• _Problem details_: Every record, down to the last line, must be given again exactly.

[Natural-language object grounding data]
····················

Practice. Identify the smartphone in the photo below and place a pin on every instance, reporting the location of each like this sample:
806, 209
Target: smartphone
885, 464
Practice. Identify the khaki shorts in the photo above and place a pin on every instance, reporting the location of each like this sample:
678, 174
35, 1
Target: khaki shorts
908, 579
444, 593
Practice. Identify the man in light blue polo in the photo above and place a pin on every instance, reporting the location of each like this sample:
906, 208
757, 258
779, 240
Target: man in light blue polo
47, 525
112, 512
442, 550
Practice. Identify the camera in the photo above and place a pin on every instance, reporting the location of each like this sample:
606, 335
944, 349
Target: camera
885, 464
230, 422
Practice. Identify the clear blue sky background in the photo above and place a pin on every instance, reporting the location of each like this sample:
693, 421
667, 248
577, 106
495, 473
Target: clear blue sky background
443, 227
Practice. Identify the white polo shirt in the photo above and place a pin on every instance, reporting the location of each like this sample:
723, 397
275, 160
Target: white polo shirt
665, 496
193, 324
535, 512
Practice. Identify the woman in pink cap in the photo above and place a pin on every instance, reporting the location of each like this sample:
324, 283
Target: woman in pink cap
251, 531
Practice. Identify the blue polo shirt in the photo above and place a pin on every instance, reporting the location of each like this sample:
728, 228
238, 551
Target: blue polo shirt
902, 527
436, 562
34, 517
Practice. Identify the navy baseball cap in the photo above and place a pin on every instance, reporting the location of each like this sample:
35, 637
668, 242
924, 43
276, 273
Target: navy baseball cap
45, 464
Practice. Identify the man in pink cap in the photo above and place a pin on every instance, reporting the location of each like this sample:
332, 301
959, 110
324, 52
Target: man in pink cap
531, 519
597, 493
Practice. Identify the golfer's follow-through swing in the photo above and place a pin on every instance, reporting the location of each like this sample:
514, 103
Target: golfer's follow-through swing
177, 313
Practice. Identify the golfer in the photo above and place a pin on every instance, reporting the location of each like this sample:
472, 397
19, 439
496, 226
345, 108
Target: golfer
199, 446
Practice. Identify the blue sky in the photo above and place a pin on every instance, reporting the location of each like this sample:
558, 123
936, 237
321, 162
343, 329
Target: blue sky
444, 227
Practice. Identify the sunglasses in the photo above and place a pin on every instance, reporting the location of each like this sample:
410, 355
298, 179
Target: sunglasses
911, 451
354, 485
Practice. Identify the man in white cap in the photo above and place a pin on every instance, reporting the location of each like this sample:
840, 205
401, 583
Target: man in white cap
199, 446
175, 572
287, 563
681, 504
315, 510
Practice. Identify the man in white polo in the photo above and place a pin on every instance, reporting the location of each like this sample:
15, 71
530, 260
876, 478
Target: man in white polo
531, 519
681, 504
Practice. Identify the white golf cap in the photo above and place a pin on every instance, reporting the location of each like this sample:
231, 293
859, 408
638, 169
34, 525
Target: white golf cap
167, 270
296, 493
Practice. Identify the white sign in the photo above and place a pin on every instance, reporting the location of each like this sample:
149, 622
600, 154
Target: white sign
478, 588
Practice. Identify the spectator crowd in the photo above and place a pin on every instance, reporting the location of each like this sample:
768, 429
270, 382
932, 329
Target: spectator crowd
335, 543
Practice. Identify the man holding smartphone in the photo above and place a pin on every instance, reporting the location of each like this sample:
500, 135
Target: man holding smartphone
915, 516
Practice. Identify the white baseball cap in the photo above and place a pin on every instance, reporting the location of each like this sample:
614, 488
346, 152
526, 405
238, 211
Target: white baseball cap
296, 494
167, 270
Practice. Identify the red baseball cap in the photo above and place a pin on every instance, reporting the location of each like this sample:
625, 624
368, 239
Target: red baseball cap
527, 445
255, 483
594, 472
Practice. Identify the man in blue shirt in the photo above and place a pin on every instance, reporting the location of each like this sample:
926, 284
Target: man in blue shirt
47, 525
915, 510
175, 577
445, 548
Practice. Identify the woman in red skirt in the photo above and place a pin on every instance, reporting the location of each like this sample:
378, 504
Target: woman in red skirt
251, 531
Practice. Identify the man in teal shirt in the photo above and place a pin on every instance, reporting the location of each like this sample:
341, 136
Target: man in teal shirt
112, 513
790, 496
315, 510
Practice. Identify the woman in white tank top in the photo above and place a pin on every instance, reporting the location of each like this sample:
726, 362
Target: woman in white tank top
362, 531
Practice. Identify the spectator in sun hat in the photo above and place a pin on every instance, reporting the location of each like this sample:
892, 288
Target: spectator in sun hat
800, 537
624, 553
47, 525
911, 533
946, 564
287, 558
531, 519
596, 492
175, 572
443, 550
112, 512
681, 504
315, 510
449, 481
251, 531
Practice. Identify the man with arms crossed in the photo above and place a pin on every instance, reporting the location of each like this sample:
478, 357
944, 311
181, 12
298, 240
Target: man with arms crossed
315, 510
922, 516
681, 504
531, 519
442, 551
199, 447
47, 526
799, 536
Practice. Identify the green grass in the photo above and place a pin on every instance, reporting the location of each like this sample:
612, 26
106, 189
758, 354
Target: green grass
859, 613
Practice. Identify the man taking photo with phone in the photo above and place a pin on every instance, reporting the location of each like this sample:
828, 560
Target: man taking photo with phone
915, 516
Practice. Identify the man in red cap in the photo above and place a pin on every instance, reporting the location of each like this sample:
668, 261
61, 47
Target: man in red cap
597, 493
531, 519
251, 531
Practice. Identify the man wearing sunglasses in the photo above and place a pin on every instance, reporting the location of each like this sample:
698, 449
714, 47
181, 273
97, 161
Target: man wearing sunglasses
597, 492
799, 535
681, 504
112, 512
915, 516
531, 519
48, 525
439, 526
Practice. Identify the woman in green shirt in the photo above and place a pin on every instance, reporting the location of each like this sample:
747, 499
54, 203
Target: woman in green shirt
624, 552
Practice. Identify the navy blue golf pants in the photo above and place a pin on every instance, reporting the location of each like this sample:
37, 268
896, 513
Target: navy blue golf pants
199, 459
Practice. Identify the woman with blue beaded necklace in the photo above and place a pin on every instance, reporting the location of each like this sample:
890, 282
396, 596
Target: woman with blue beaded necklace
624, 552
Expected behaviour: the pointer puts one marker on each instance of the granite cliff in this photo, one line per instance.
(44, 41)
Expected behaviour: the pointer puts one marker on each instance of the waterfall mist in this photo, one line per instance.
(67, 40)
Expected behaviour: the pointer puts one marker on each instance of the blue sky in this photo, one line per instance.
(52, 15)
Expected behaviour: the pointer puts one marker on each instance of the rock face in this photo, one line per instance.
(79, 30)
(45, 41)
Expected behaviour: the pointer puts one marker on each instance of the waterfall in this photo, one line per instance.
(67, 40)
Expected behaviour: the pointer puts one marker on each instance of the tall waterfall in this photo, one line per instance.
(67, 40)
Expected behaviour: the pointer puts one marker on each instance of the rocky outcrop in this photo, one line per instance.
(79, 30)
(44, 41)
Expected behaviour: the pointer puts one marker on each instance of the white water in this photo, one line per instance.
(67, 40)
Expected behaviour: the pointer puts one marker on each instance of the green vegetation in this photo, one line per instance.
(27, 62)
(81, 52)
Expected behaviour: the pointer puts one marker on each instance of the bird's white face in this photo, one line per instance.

····················

• _Answer for this exercise_:
Practice. Identify the smartphone in the photo below and place a pin on every instance, reporting the location of each like this sample:
806, 209
Target: smartphone
885, 464
Practice. Identify the khaki shorts in the photo above and place a pin on every instance, reporting the location of each like this sample:
678, 174
35, 1
Target: khaki shorts
908, 579
444, 593
Practice. Identify the man in light blue polo in the photo above and place a pin on every instance, reporting the location of each like this sample:
906, 208
757, 258
779, 240
Target: man in light blue polo
47, 525
112, 512
442, 550
Practice. Identify the camera in the photo above and place a pin on every instance, reporting the location of each like this sample:
606, 335
944, 349
Target: camera
885, 464
230, 422
Practice. Identify the clear blue sky background in the photo above and place a pin on every instance, reporting the location of each like this sample:
693, 421
667, 248
577, 106
495, 473
Target: clear blue sky background
443, 227
Practice. Identify the white polo shirt in the photo above and place a pin on every instance, reporting the location of each like this sample:
723, 397
275, 160
Target: white polo shirt
665, 496
193, 324
535, 512
Practice. Identify the woman in pink cap in the photo above and place a pin on every instance, reporting the location of each like this sample:
324, 283
Target: woman in pink cap
251, 531
Practice. Identify the blue polo shirt in the photo above and place a pin on every instance, reporting the location of each like this sample:
728, 228
238, 551
Target: blue polo shirt
902, 527
436, 562
34, 517
Practice. Identify the navy baseball cap in the photo above and place a pin on every instance, reporting the location of each like this sample:
35, 637
668, 242
924, 43
276, 273
Target: navy baseball cap
45, 464
Practice. Identify the man in pink cap in the photo above and place a pin on every instance, reporting the location of each like this sample:
332, 301
959, 110
324, 52
Target: man in pink cap
531, 519
597, 493
Practice. Identify the golfer's follow-through swing in the photo above and place a pin on every instance, reporting the location of each like this sample:
514, 103
Target: golfer's follow-through swing
177, 313
Practice. Identify the golfer in the photo above and place a pin on every instance, reporting the location of each like this sample:
472, 397
19, 439
496, 226
345, 108
Target: golfer
199, 446
Practice. Identify the blue sky in the photo above and place a pin on every instance, reporting the location of each like this sample:
558, 123
936, 237
321, 162
343, 329
Target: blue sky
444, 227
Practice. Identify the sunglasses in the photo above and place a pin on every instance, reporting the location of each like this sample:
410, 355
298, 179
Target: sunglasses
911, 451
354, 485
Practice. Identify the man in white cap in the photo above and place a pin on every instance, reporting the location of each like this sample:
840, 205
401, 583
Target: man in white cap
199, 446
175, 572
287, 563
681, 504
315, 510
Practice. Identify the man in white polo in the photo above and place a pin on every instance, reporting the location of each like this sample:
15, 71
530, 260
876, 478
Target: man in white polo
531, 519
681, 504
Practice. Identify the white golf cap in the photo above and place a pin on every instance, reporting the location of each like this sample:
231, 293
859, 408
638, 169
34, 525
Target: white golf cap
167, 270
296, 493
Practice. Identify the white sign in the photo above and place a pin on every instance, reporting the location of each like this sample:
149, 622
600, 154
Target: white sign
478, 588
Practice. Identify the spectator crowd in the photo above and place a pin on every instance, reporting the location of each like this sample:
768, 429
270, 382
932, 329
Target: spectator crowd
335, 543
Practice. Identify the man holding smartphone in the photo above and place a pin on every instance, reporting the location of each like this sample:
500, 135
Target: man holding smartphone
915, 516
Practice. Identify the white baseball cap in the photo above and place a pin on every instance, reporting the location of each like this sample:
614, 488
346, 152
526, 405
238, 211
Target: white baseball cap
296, 494
167, 270
Practice. Identify the red baseball cap in the photo above and place a pin on every instance, reporting the location of each like this sample:
625, 624
368, 239
Target: red baseball cap
527, 445
255, 483
594, 472
Practice. Identify the man in blue shirt in the photo above and place a pin on every instance, reporting the location of each like this sample:
926, 284
Target: man in blue shirt
47, 525
915, 510
175, 577
445, 548
Practice. Identify the woman in red skirt in the photo above and place a pin on every instance, reporting the location of each like this sample:
378, 504
Target: woman in red skirt
251, 531
Practice. Identify the man in teal shirt in the photo above and place a pin on every instance, reporting the location of each like this sample:
341, 136
Target: man in teal shirt
112, 513
790, 496
315, 510
Practice. Identify the woman in white tank top in the photo above and place a pin on every instance, reporting the location of each like this sample:
726, 362
Target: woman in white tank top
362, 531
Practice. Identify the spectator in sun hat in the photo above and place a pin on every instance, reporting the location of each like this sample:
892, 288
Target: spectator in sun hat
800, 537
624, 553
47, 525
911, 533
946, 564
287, 558
531, 519
596, 492
175, 572
443, 550
112, 512
681, 504
315, 510
449, 481
251, 531
Practice. Identify the man with arms crossed in the photo above and place a pin on every instance, reporting the location of each like this sample:
478, 357
944, 311
181, 12
298, 240
Target: man with arms crossed
315, 510
922, 516
681, 504
531, 519
442, 551
199, 447
47, 526
799, 536
Practice. Identify the green grass in the photo above and place a pin on every instance, reporting the location of each like this sample:
612, 26
106, 189
758, 354
Target: green grass
859, 613
Practice. Identify the man taking photo with phone in the photo above and place a pin on every instance, reporting the location of each like this sample:
828, 560
Target: man taking photo with phone
915, 516
Practice. Identify the man in red cap in the photo above and place a pin on every instance, reporting the location of each like this sample:
668, 261
61, 47
Target: man in red cap
597, 493
531, 519
251, 531
Practice. Identify the man wearing sunglasses in the photo above and place a pin on every instance, reporting the location of each like this sample:
698, 449
714, 47
181, 273
97, 161
Target: man wearing sunglasses
597, 492
799, 535
681, 504
112, 512
915, 516
531, 519
48, 525
439, 526
Practice. Identify the woman in green shirt in the photo above and place a pin on every instance, reporting the location of each like this sample:
747, 499
54, 203
Target: woman in green shirt
624, 552
Practice. Identify the navy blue golf pants in the photo above and place a pin on every instance, reporting the location of each like this sample:
37, 268
896, 513
Target: navy blue golf pants
199, 459
Practice. Identify the woman with blue beaded necklace in the photo above and place a pin on every instance, reporting the location of each like this sample:
890, 282
396, 596
Target: woman with blue beaded necklace
624, 552
Expected behaviour: the pointer puts one marker on each instance of the granite cliff in this photo, one line per instance.
(44, 41)
Expected behaviour: the pointer puts one marker on each instance of the waterfall mist in this photo, one line per instance.
(67, 40)
Expected behaviour: the pointer puts one marker on each instance of the blue sky in this photo, one line per instance.
(52, 15)
Expected behaviour: the pointer puts one marker on each instance of the rock face in this photo, one line per instance.
(79, 30)
(45, 41)
Expected behaviour: the pointer puts one marker on each instance of the waterfall in this photo, one line per instance.
(67, 40)
Expected behaviour: the pointer puts one marker on each instance of the tall waterfall in this photo, one line per instance.
(67, 40)
Expected behaviour: the pointer puts one marker on each instance of the rocky outcrop in this photo, one line per instance.
(79, 30)
(44, 41)
Expected behaviour: the pointer puts one marker on each instance of the white water in this photo, one line per instance.
(67, 40)
Expected behaviour: the pointer puts one marker on each instance of the green vegetation in this photo, one line per instance.
(27, 62)
(81, 52)
Expected behaviour: the pointer puts one marker on each instance of the bird's white face in this photo, one line per instance.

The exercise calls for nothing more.